**Exercise brief**
Please give every record below again exactly, and keep the pictures out.

**Excerpted records**

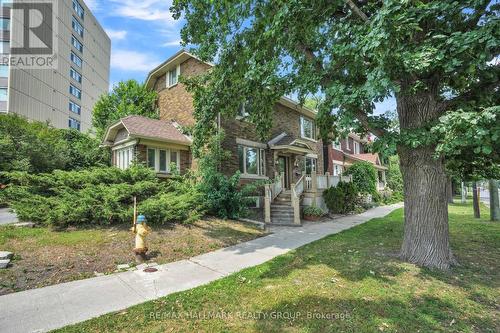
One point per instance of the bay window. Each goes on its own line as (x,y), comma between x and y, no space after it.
(307,128)
(160,159)
(252,160)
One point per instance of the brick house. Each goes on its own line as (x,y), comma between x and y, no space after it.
(291,144)
(340,155)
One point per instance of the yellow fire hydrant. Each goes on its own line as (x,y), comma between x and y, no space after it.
(141,230)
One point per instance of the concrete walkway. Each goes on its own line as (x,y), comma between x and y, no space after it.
(7,217)
(43,309)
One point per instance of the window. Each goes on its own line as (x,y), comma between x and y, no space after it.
(76,44)
(160,159)
(337,170)
(307,129)
(78,9)
(4,23)
(252,161)
(3,94)
(75,108)
(309,165)
(4,70)
(75,91)
(77,26)
(356,147)
(173,76)
(124,157)
(75,75)
(73,123)
(76,59)
(5,47)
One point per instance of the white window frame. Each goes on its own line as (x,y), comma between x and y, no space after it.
(337,145)
(77,26)
(75,75)
(303,120)
(337,169)
(76,43)
(74,107)
(78,9)
(73,90)
(76,59)
(177,71)
(76,122)
(167,161)
(261,161)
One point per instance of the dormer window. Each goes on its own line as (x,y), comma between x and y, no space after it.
(173,76)
(307,128)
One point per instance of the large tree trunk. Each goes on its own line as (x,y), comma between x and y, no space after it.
(494,204)
(475,200)
(426,236)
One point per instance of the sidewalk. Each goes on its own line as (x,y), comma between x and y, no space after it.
(40,310)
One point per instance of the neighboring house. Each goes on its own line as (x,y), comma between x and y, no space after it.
(158,143)
(343,153)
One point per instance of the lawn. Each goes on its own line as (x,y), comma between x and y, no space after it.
(43,257)
(349,282)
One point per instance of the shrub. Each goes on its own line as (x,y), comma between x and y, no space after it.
(313,211)
(364,177)
(37,147)
(222,195)
(100,196)
(344,198)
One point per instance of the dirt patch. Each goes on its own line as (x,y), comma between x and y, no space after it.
(43,257)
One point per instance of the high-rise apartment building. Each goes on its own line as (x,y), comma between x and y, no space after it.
(65,94)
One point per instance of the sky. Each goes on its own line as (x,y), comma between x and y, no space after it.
(144,34)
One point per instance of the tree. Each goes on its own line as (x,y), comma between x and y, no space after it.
(127,98)
(432,56)
(494,202)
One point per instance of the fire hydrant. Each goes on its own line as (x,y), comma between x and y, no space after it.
(141,230)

**Answer**
One point per instance of the bay window. Each goes on its own line as (x,y), comma between x and y, no space after it.
(307,128)
(160,159)
(252,160)
One point per instance of the brick house. Each goes on its own line as (x,y), comma between x and y, no space after it.
(291,144)
(340,155)
One point per instance of the yellow fire hydrant. Each goes on its own line as (x,y), comma between x and y, no space after it.
(141,230)
One point per instance of the concrete walkway. Each goes on its own line as (x,y), comma between x and y, no space after it.
(7,217)
(43,309)
One point per instance of the window. Each goes on its own line as (x,y), comma between x and y, no space after it.
(76,44)
(160,159)
(337,170)
(307,129)
(78,9)
(4,23)
(252,161)
(3,94)
(75,108)
(309,165)
(4,70)
(75,91)
(77,26)
(356,147)
(173,76)
(124,157)
(75,75)
(73,123)
(76,59)
(5,47)
One point per instance of the white window frame. Each goes on its own line as (x,y), comma between x and y, no space after it.
(337,145)
(77,26)
(75,75)
(303,120)
(337,169)
(76,43)
(74,107)
(78,9)
(73,90)
(76,59)
(177,71)
(76,122)
(167,161)
(261,161)
One point per instance of the dormer window. Each goes on its own line as (x,y), comma between x and y, no space after it.
(173,76)
(307,128)
One point per instance of the large tree trunk. Each goes on its own line as (x,y), comma between x and y, no space after it.
(494,204)
(475,200)
(426,236)
One point per instance of the sidewalk. Each goes on its own line as (x,y), comma between x and y, no space after it.
(40,310)
One point per instance of the neighboring house. Each goes on its own line as (x,y), comma between x and y, no space after it.
(158,143)
(343,153)
One point per instance of the lawn. Each goes on its own line as (x,y), comma between x and y, no space after it.
(43,257)
(349,282)
One point per instance of the shrub. Each goes on its own line as (x,y), comma between x and y, no space after it.
(313,211)
(364,177)
(37,147)
(222,195)
(100,196)
(344,198)
One point per instance of the dirt patch. Each goes on its own line as (x,y), comma between x and y, no space after it.
(43,257)
One point per instance of the high-rise apartment building. Each goes on its own line as (x,y), comma between x and y, no space after it.
(65,94)
One point per instance of the sky. Each goes on its own line as (x,y), comma between x and y, no space after it.
(144,34)
One point per instance of the tree. Each goes on its own line as (x,y), comma between x and y, no space after it.
(127,98)
(432,56)
(494,202)
One point per instance of the fire hydrant. Each goes on its own line as (x,y), comma between x and y, no space after it.
(141,230)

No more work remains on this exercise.